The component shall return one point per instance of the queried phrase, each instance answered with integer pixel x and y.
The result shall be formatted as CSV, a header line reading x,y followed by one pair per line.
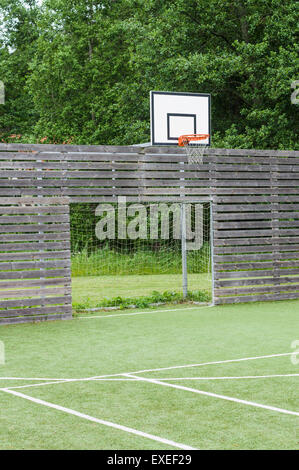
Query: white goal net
x,y
126,254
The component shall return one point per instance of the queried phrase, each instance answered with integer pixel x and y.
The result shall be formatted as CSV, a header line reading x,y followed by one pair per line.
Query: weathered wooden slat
x,y
239,225
34,302
273,255
62,263
251,290
125,174
40,201
255,216
75,156
113,191
256,224
21,247
253,273
251,242
273,264
253,233
32,312
25,283
105,183
35,274
258,199
9,256
58,291
23,210
35,228
34,219
255,282
36,318
256,298
101,199
18,237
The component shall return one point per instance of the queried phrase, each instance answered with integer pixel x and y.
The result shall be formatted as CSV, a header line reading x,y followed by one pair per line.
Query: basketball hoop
x,y
194,149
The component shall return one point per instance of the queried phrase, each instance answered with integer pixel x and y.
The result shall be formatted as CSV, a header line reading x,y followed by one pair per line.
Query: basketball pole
x,y
184,250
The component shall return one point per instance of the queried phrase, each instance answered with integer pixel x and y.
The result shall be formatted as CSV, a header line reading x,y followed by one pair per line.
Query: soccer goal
x,y
133,254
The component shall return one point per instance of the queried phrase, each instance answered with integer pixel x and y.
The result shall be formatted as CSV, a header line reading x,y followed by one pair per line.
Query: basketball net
x,y
194,149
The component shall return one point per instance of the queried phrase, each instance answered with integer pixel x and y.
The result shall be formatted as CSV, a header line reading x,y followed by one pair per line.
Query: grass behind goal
x,y
140,265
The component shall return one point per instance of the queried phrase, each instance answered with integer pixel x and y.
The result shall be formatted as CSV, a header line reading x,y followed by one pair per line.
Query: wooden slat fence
x,y
254,194
35,282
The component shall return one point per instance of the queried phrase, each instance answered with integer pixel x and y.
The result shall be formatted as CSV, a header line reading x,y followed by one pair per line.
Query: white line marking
x,y
28,378
210,363
203,378
101,421
173,379
54,381
216,395
141,313
223,378
59,381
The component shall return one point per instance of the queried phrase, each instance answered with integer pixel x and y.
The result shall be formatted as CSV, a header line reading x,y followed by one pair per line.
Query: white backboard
x,y
175,114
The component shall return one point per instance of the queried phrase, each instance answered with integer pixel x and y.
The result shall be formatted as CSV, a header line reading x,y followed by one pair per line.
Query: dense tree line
x,y
80,71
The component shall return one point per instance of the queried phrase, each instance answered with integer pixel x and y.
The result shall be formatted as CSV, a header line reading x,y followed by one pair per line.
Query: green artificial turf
x,y
90,346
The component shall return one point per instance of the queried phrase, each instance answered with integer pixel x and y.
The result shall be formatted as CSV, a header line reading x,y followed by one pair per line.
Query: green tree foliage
x,y
88,67
18,26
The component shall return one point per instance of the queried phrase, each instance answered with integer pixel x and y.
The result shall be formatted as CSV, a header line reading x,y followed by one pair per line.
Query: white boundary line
x,y
211,363
173,379
29,378
204,378
142,313
54,381
101,421
215,395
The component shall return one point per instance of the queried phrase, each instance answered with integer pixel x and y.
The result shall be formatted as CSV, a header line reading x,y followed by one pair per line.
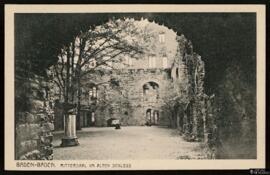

*****

** Task directions **
Please write out every entry exactly, but skip the pictures.

** Result of this task **
The component shall return one point per instance of the queried phrase, each instance answered with integer pixel x and y.
The result shall be formatted as CSV, a header line reading x,y followed by one pair per line.
Query: white goal net
x,y
126,254
The component shall return one point per instance of the queried phrase, each instance answered with integer pixel x and y.
The result shall be formatted as CSV, a header line reading x,y followed by one pair per line.
Query: weathered wooden slat
x,y
239,225
34,302
273,255
62,263
251,290
125,174
40,201
255,216
75,156
113,191
256,224
21,247
253,273
251,242
273,264
253,233
32,312
25,283
105,183
35,274
258,199
9,256
58,291
23,210
35,228
34,219
255,282
36,318
256,298
101,199
18,237
The component shall return one point per instance of the queried phrase, each instance answered with integer pixel x and y.
The result shall be formatted as CSV, a header line reading x,y followed by one pair per line.
Query: basketball hoop
x,y
194,149
The component shall return one point per instance of the queried phrase, each instance answered with integer pixel x and y.
The result shall be formatted as CSV, a header line reading x,y followed by one pair per line.
Query: basketball pole
x,y
184,250
The component shall return one point per instance of the queried phrase, each instance answered with integer pixel x and y.
The result shall be formatted as CSV, a header line reading x,y followed by one pair per line.
Query: soccer goal
x,y
133,254
The component shall return one point per instance of the queried phrase, each instance answered with integer pixel x and y.
The result shall be formatted as CSV, a header line reading x,y followed by one pair per line.
Query: basketball net
x,y
194,149
The component shall return one point per instance of the queried phrase, each instance answered with integer pixel x and y.
The result shall be formatted as CSV, a header line reading x,y followed by one pair per line.
Query: grass behind goal
x,y
140,265
The component shall return one point per instance of the queried phrase, each instance answered with integer pixel x and y.
The result shall be formatted as CSV, a header line reading x,y followed by one pair per line.
Query: wooden slat fence
x,y
254,194
35,282
The component shall return one point per instance of the queried phrase, each instance answered with integer pixel x and y.
The result shall be formatted as CSV, a header line reading x,y followed by one pair per line.
Query: white line marking
x,y
28,378
210,363
203,378
101,421
173,379
54,381
216,395
141,313
223,378
59,381
The component shall return one point per instance of the queried phrase, each instance answered with integer pixel x and y.
The result shall be formatted as CSV, a header line reading x,y followed by one pair per line.
Query: white backboard
x,y
175,114
The component shall return one point per instance of the queried phrase, each instance answered with integer pixel x and y.
The result shall be formatted as CSV, a header line reading x,y followed by one pair per line.
Query: dense tree line
x,y
80,71
The component shall return one point per instance of the queried phrase, each instance answered with integer pixel x and y.
The result shall be formatted as CSV, a header line reading x,y followed by one pair per line.
Query: green artificial turf
x,y
90,346
The component shall return one point per instance of the queried phrase, each instance answered with integer pixel x and y.
The result shall be formatted as CSV, a header line reading x,y followed by one pair per line.
Query: green tree foliage
x,y
88,67
18,26
The component shall return one point per instance of the queried phrase, each instance answered with integer pixel x and y.
The result shall be formatted as CSV, a header line reading x,y followed by one pair per line.
Query: white boundary line
x,y
211,363
173,379
29,378
204,378
142,313
54,381
101,421
215,395
The component shall return one point per instance of the queried phrase, each instance answered with integer pixel x and y.
The result shall be formatted as CSV, a header line reading x,y followed by one pair per line.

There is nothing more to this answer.